#### Material for the task
------------------------------

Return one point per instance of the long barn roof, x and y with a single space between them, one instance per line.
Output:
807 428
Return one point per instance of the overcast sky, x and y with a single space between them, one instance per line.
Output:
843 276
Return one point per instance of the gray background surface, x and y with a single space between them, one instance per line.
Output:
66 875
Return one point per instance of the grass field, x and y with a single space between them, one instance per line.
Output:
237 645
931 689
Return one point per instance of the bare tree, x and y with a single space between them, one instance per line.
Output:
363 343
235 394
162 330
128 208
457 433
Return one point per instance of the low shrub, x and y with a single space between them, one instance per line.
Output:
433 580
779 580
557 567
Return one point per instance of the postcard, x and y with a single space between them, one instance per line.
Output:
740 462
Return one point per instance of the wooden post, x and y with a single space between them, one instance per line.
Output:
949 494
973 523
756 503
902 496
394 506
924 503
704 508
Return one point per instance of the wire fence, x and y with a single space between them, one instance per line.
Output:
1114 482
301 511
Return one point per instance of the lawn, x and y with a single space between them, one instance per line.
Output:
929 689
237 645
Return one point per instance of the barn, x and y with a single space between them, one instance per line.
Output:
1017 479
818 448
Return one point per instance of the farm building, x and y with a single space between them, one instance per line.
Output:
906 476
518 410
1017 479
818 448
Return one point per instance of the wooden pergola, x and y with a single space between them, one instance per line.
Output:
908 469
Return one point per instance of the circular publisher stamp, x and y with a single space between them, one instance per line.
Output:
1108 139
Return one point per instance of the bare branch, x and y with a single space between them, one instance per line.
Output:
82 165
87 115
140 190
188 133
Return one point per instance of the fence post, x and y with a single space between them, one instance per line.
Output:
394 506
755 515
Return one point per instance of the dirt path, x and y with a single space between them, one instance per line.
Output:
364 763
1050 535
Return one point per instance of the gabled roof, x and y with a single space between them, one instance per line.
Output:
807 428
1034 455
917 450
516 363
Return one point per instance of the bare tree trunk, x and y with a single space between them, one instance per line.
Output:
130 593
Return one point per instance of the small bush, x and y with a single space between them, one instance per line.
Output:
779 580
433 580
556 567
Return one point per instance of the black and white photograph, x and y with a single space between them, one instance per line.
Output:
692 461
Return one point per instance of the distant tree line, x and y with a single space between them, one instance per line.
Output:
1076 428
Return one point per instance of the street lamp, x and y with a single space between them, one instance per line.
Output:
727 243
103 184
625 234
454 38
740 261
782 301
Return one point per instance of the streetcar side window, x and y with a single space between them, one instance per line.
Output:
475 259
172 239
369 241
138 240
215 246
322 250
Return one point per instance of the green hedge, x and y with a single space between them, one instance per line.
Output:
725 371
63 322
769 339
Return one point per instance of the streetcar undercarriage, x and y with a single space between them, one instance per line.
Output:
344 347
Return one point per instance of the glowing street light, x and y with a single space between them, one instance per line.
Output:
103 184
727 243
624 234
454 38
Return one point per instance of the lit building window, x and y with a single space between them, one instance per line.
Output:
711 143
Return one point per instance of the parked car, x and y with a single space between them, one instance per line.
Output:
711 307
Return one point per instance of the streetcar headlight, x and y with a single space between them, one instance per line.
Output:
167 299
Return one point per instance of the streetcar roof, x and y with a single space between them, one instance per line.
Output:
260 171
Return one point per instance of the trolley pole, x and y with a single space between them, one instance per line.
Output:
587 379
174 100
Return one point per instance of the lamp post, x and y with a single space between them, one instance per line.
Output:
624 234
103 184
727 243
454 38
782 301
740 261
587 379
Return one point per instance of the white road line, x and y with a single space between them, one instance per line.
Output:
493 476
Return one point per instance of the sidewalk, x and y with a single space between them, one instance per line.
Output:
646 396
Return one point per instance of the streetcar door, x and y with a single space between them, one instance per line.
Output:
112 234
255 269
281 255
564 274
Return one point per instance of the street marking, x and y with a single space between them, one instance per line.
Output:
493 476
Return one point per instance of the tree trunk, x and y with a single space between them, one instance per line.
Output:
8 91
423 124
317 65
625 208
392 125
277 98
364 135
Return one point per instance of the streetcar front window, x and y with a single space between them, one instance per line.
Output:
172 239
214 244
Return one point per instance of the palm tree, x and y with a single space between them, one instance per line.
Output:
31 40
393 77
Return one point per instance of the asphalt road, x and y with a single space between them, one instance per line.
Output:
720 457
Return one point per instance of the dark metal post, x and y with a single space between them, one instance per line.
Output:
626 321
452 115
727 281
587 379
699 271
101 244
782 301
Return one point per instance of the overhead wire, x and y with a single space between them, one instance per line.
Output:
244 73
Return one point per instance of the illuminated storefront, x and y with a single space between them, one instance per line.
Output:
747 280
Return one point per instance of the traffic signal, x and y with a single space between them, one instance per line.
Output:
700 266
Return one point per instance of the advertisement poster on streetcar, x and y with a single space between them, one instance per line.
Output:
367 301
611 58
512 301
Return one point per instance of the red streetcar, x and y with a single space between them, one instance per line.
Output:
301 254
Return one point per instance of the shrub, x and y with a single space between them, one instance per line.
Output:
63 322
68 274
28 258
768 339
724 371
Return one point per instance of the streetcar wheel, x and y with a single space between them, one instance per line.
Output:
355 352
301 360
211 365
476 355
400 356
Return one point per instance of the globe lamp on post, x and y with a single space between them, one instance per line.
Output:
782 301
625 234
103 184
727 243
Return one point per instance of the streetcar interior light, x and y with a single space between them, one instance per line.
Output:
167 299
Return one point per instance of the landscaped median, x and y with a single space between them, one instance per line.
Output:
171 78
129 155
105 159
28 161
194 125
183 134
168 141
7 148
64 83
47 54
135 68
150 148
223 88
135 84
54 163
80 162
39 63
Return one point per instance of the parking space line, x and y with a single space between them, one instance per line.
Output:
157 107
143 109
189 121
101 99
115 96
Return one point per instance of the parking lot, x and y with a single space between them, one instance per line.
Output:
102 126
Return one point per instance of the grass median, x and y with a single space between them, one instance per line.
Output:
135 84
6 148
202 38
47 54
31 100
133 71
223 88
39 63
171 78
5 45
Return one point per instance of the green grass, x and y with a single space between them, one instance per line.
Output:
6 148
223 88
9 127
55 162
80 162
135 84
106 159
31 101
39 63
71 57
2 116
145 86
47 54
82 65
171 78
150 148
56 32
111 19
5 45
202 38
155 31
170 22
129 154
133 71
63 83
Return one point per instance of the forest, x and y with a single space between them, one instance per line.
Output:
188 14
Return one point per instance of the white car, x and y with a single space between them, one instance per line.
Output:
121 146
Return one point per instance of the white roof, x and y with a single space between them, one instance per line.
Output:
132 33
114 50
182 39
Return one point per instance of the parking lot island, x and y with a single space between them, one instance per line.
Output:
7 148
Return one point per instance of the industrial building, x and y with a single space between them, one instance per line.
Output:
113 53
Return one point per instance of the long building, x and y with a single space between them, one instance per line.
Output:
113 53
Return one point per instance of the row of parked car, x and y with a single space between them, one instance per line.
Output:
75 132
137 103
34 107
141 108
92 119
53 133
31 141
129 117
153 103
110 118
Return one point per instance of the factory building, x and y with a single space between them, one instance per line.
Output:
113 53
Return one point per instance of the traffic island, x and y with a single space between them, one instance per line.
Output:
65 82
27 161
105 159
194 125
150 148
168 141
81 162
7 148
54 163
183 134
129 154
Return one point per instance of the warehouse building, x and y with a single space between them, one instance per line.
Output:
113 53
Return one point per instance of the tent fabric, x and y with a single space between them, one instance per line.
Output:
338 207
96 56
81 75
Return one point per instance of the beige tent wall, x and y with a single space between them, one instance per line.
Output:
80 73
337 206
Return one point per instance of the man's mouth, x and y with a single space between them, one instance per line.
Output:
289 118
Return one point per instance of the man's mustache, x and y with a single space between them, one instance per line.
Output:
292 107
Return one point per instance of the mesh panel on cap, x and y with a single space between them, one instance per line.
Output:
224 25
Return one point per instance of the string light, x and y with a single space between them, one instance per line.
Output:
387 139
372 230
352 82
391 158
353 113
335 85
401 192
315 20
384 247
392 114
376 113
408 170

------------------------------

Show every line from the entries above in which "parked" appears.

Return one point per instance of the parked car, x and y with a single space between them, one instance per line.
Return one point per instance of the row of parked car, x and y with a single space between them, one instance per line.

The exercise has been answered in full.